Entries
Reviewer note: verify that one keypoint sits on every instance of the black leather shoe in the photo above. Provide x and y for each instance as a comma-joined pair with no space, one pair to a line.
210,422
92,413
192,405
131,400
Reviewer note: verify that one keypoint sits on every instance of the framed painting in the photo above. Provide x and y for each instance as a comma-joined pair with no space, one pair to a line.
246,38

What you should do
Please set down every one of the entries above again, word for word and line for line, with nothing added or left out.

Correct answer
Reviewer note: verify that one keypoint sits on every instance of the black leather shoe in the photo above. Provide x and y for each instance as a comma-joined pair with no space, one pair to a line.
210,422
92,413
192,405
131,400
Reviewer note: verify that one keypoint sits on every instance of the framed painting in the photo above. Provide x and y for each instance as a comma-joined pair with no space, one pair to a line.
246,38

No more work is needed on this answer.